----- Te lezen tekst -----

Betrokkenheid aan een strafbaar feit als medeplegen kan worden bewezenverklaard indien is komen vast te staan dat bij het begaan daarvan sprake is geweest van een voldoende nauwe en bewuste samenwerking. Ook indien het ten laste gelegde medeplegen in de kern niet bestaat uit een gezamenlijke uitvoering tijdens het begaan van het strafbare feit, maar uit gedragingen die doorgaans met medeplichtigheid in verband plegen te worden gebracht, kan sprake zijn van de voor medeplegen vereiste nauwe en bewuste samenwerking. De materiële en/of intellectuele bijdrage van de verdachte aan het strafbare feit zal dan van voldoende gewicht moeten zijn. Bij de beoordeling of daaraan is voldaan, kan rekening worden gehouden met onder meer de intensiteit van de samenwerking, de onderlinge taakverdeling, de rol in de voorbereiding, de uitvoering of de afhandeling van het delict en het belang van de rol van de verdachte, diens aanwezigheid op belangrijke momenten en het zich niet terugtrekken op een daartoe geëigend tijdstip.
De rechtbank stelt vast dat [medeverdachte] als bestuurder en met [verdachte] als bijrijder op de scooter vlak voor de ontploffing drie keer langs het Grieks restaurant is gereden. Dit gebeurde in een tijdsbestek van twee minuten en één seconde. Ook kan worden vastgesteld dat [medeverdachte] vervolgens [verdachte] in de straat ( [straatnaam 2] ) naast de straat van het Grieks restaurant ( [straatnaam 3] ) heeft afgezet. Verder staat vast dat [medeverdachte] en [verdachte] om 8:15 uur respectievelijk 8:16 uur (dus net na de ontploffing) de [straatnaam 1] in verdwijnen en zij beiden de [straatnaam 1] niet hebben verlaten (pas rond 11:12 uur wordt vermoedelijk [medeverdachte] weer gezien). Ook staat vast dat zij op de dag van de ontploffing 5 telefonische contacten met elkaar hadden, waarvan één belcontact om 8:16:21 uur (dus net na de ontploffing) is geweest.

----- Aangeleverde gegevens -----

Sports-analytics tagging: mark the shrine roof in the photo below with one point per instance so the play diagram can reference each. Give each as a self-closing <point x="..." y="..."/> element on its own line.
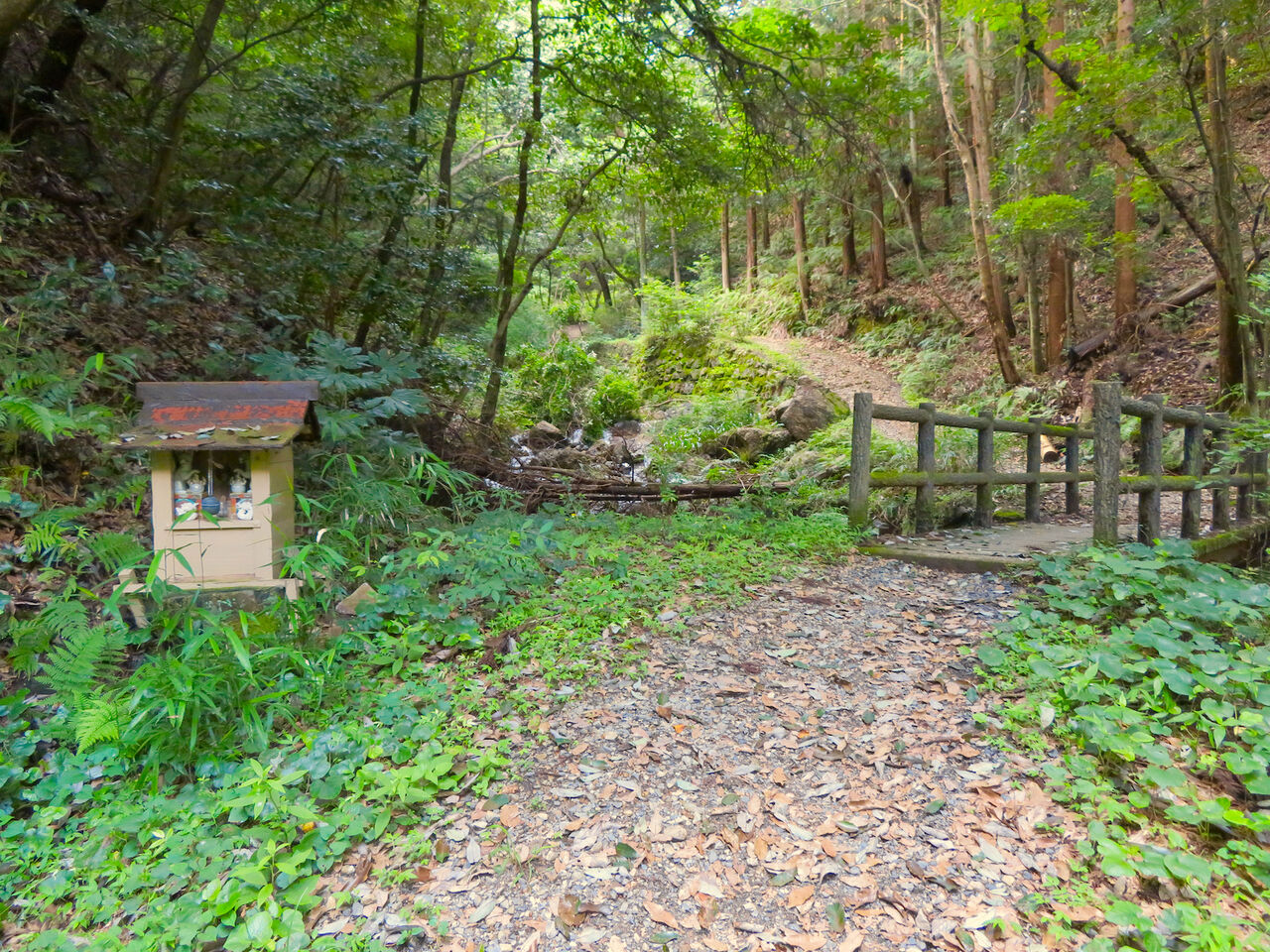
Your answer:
<point x="222" y="416"/>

-----

• Opdrachten:
**A.** Haal uit de tekst over medeplegen letterlijk het stuk dat begint bij "De rechtbank stelt" en doorloopt tot en met "ontploffing) is geweest.".
**B.** Vat de tekst over medeplegen samen in twee zinnen.

• Antwoorden per opdracht:
**A.**
De rechtbank stelt vast dat [medeverdachte] als bestuurder en met [verdachte] als bijrijder op de scooter vlak voor de ontploffing drie keer langs het Grieks restaurant is gereden. Dit gebeurde in een tijdsbestek van twee minuten en één seconde. Ook kan worden vastgesteld dat [medeverdachte] vervolgens [verdachte] in de straat ( [straatnaam 2] ) naast de straat van het Grieks restaurant ( [straatnaam 3] ) heeft afgezet. Verder staat vast dat [medeverdachte] en [verdachte] om 8:15 uur respectievelijk 8:16 uur (dus net na de ontploffing) de [straatnaam 1] in verdwijnen en zij beiden de [straatnaam 1] niet hebben verlaten (pas rond 11:12 uur wordt vermoedelijk [medeverdachte] weer gezien). Ook staat vast dat zij op de dag van de ontploffing 5 telefonische contacten met elkaar hadden, waarvan één belcontact om 8:16:21 uur (dus net na de ontploffing) is geweest.

**B.** Medeplegen kan worden bewezen als er sprake is van een voldoende nauwe en bewuste samenwerking, ook wanneer de bijdrage bestaat uit gedragingen die doorgaans met medeplichtigheid in verband worden gebracht, mits die bijdrage van voldoende gewicht is. De rechtbank stelt vast dat de medeverdachte en de verdachte vlak voor de ontploffing drie keer op de scooter langs het Grieks restaurant reden, dat de verdachte daarna in een straat ernaast werd afgezet, dat beiden net na de ontploffing een straat in verdwenen en dat zij die dag vijf keer telefonisch contact hadden.